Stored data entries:
====

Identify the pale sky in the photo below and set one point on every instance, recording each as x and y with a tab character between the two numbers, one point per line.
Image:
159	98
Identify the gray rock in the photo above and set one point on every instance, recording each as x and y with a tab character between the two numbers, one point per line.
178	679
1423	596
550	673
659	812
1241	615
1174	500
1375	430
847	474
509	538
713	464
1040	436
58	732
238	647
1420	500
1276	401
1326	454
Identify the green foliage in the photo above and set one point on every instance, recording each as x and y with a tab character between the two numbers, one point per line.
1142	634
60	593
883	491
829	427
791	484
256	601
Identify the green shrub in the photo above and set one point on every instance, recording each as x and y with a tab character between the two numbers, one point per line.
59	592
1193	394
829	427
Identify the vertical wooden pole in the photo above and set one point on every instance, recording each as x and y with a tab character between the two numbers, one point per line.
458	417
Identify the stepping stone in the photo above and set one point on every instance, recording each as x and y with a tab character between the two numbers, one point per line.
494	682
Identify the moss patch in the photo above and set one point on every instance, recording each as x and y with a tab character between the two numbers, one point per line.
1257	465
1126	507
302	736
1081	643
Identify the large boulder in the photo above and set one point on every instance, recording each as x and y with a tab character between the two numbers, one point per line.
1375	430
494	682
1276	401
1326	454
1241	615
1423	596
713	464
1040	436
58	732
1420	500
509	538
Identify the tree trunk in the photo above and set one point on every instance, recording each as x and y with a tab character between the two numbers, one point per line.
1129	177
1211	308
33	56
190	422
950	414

====

- _Problem requirements_
Every entry is to be copied exactly, with none omitted.

- _Solution to this task_
Identify the pale sky in the photo below and set one point on every instance, recording each as x and y with a tab character between the two numbers, one point per line.
Image:
159	98
Identify the gray rock in the photo above and set one point on every instance, recording each as x and y with a tab character between the two numbers, one point per line.
178	679
1423	596
550	673
659	812
1241	615
1174	500
1375	430
847	474
509	538
713	464
1040	436
58	732
238	647
1420	500
1276	401
1326	454
Identify the green foliage in the photo above and set one point on every instance, recording each as x and y with a tab character between the two numbers, one point per line.
1142	634
60	593
883	491
829	427
791	484
256	601
Identify the green shrub in the photo above and set one point on every instance, recording each as x and y with a tab character between the two numbers, one point per line.
59	592
1193	394
829	427
Identify the vertical wooden pole in the photo above and set one point on every instance, recording each as x and y with a tab character between the two numbers, one point per line.
458	417
Identify the stepping stone in the photo above and set one point on every instance, recording each as x and y with a tab character between the two numbers, one point per line.
494	682
Identify the moss patch in the photo above and set one point on every instance, recording each as x and y with a tab character between the two numbers, one point per line.
1257	465
1126	507
302	736
1081	643
Identify the large boulder in the photo above and set one point on every instance, recording each as x and y with a tab character between the two numbers, one point per line.
1375	430
494	682
1276	401
1326	454
1241	615
1423	596
713	464
1040	436
58	732
1420	500
509	538
Identify the tree trunk in the photo above and set one point on every instance, recording each as x and y with a tab character between the two numbers, one point per line.
1129	177
1211	308
33	56
190	422
950	414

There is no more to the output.